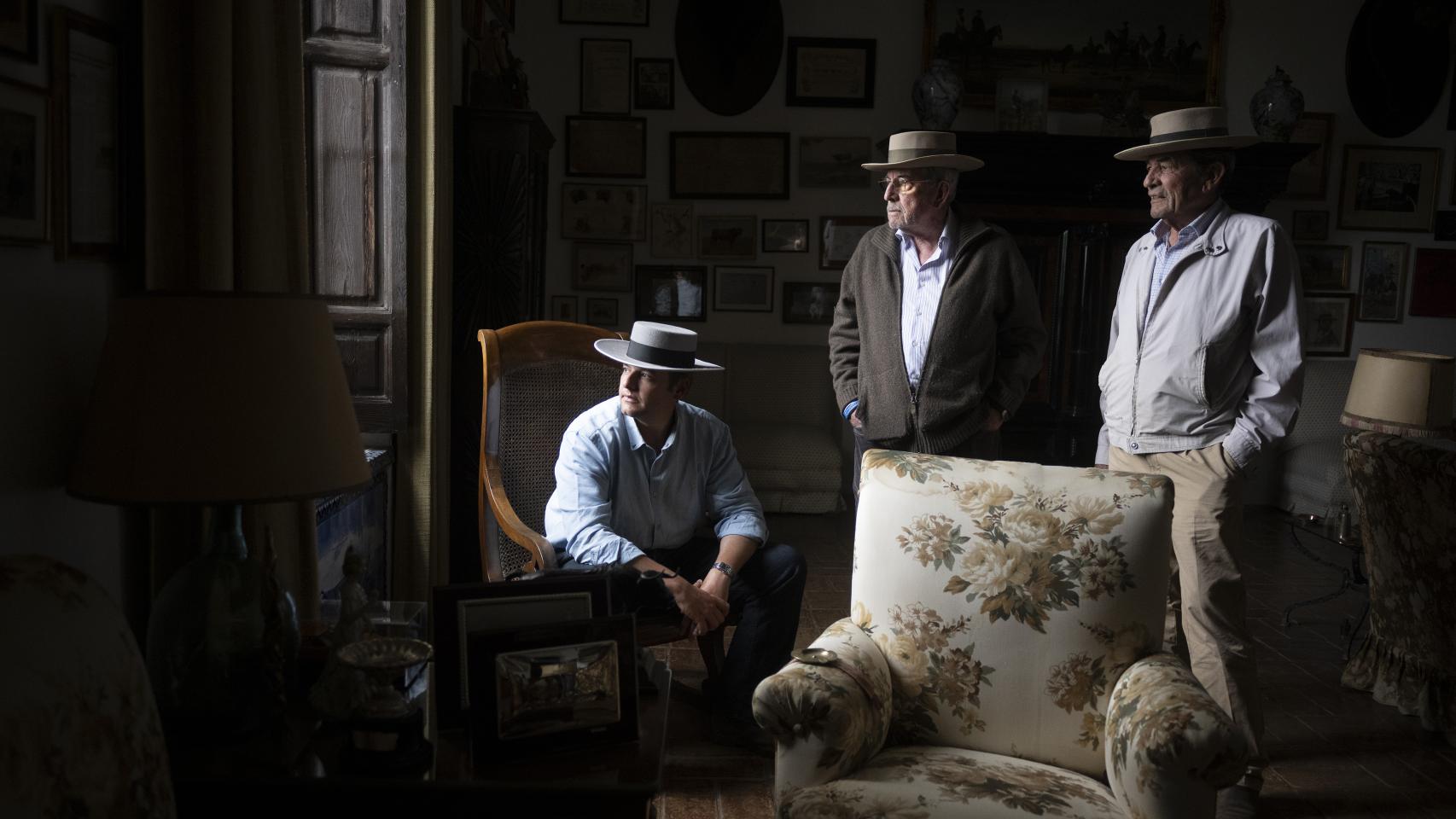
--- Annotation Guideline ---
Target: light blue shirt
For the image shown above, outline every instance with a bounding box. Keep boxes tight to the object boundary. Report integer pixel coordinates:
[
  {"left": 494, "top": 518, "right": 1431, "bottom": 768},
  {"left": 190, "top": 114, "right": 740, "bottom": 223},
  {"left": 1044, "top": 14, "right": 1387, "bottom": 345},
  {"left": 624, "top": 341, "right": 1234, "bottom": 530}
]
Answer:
[
  {"left": 1143, "top": 200, "right": 1219, "bottom": 328},
  {"left": 895, "top": 215, "right": 955, "bottom": 390},
  {"left": 546, "top": 398, "right": 769, "bottom": 563}
]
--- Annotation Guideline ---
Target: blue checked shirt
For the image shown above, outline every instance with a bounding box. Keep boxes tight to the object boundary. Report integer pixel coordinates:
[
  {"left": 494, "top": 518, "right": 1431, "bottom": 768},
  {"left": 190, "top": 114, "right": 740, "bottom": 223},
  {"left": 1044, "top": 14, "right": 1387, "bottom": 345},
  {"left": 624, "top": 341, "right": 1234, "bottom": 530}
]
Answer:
[
  {"left": 1143, "top": 202, "right": 1219, "bottom": 330},
  {"left": 546, "top": 398, "right": 769, "bottom": 563}
]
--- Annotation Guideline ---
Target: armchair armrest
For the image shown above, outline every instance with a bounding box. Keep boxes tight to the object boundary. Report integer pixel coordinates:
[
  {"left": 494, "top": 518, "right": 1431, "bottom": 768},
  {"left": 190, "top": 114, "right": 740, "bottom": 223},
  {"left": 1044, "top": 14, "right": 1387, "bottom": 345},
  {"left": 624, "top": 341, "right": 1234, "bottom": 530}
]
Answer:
[
  {"left": 753, "top": 617, "right": 891, "bottom": 797},
  {"left": 1105, "top": 653, "right": 1248, "bottom": 819}
]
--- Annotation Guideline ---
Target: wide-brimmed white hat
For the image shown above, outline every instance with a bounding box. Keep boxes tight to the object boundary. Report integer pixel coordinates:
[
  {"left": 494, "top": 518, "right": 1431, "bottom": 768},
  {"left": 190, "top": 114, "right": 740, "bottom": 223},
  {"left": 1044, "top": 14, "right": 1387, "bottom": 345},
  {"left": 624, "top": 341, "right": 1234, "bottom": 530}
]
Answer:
[
  {"left": 859, "top": 131, "right": 986, "bottom": 171},
  {"left": 592, "top": 322, "right": 722, "bottom": 373},
  {"left": 1112, "top": 106, "right": 1260, "bottom": 159}
]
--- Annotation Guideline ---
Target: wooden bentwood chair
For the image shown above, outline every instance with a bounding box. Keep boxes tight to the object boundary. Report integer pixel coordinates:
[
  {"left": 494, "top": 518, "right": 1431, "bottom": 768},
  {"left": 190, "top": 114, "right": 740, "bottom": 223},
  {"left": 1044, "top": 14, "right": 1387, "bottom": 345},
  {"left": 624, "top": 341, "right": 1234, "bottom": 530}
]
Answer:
[{"left": 476, "top": 322, "right": 724, "bottom": 679}]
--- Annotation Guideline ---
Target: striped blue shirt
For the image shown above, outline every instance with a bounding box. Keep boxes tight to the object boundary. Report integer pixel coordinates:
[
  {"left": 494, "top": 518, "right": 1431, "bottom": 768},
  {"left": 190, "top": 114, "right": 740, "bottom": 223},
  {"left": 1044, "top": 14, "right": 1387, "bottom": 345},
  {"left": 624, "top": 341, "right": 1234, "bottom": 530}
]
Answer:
[
  {"left": 895, "top": 215, "right": 955, "bottom": 390},
  {"left": 1143, "top": 200, "right": 1219, "bottom": 328}
]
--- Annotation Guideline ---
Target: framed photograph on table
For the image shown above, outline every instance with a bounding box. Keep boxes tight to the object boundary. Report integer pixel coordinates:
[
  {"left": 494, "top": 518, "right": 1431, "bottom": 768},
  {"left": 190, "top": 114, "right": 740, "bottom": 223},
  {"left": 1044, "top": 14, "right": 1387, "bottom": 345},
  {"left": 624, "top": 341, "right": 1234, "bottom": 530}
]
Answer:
[
  {"left": 783, "top": 37, "right": 875, "bottom": 107},
  {"left": 1340, "top": 146, "right": 1441, "bottom": 233},
  {"left": 578, "top": 38, "right": 632, "bottom": 113},
  {"left": 637, "top": 264, "right": 708, "bottom": 322},
  {"left": 556, "top": 0, "right": 649, "bottom": 26},
  {"left": 571, "top": 241, "right": 632, "bottom": 293},
  {"left": 51, "top": 9, "right": 121, "bottom": 260},
  {"left": 697, "top": 215, "right": 757, "bottom": 259},
  {"left": 632, "top": 57, "right": 677, "bottom": 111},
  {"left": 429, "top": 572, "right": 612, "bottom": 728},
  {"left": 1355, "top": 241, "right": 1408, "bottom": 322},
  {"left": 567, "top": 116, "right": 646, "bottom": 179},
  {"left": 763, "top": 219, "right": 810, "bottom": 253},
  {"left": 652, "top": 202, "right": 695, "bottom": 259},
  {"left": 713, "top": 264, "right": 773, "bottom": 313},
  {"left": 667, "top": 131, "right": 789, "bottom": 200},
  {"left": 0, "top": 80, "right": 51, "bottom": 244},
  {"left": 1299, "top": 293, "right": 1355, "bottom": 357},
  {"left": 783, "top": 282, "right": 839, "bottom": 324},
  {"left": 1295, "top": 244, "right": 1349, "bottom": 291},
  {"left": 469, "top": 614, "right": 638, "bottom": 759},
  {"left": 561, "top": 182, "right": 646, "bottom": 241},
  {"left": 819, "top": 217, "right": 885, "bottom": 270},
  {"left": 1278, "top": 111, "right": 1335, "bottom": 200},
  {"left": 1411, "top": 247, "right": 1456, "bottom": 318}
]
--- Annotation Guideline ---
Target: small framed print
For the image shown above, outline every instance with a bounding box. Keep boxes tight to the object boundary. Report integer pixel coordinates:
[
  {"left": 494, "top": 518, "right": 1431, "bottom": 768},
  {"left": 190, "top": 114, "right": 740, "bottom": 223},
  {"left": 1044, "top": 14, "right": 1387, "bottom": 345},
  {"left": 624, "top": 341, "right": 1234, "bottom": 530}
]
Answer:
________________
* OBJETIVO: Extraia dos dados acima, sem alterações, cada linha que contenha a palavra "shirt".

* RESPOSTA DA TAREFA:
Target: light blue shirt
Target: blue checked shirt
Target: striped blue shirt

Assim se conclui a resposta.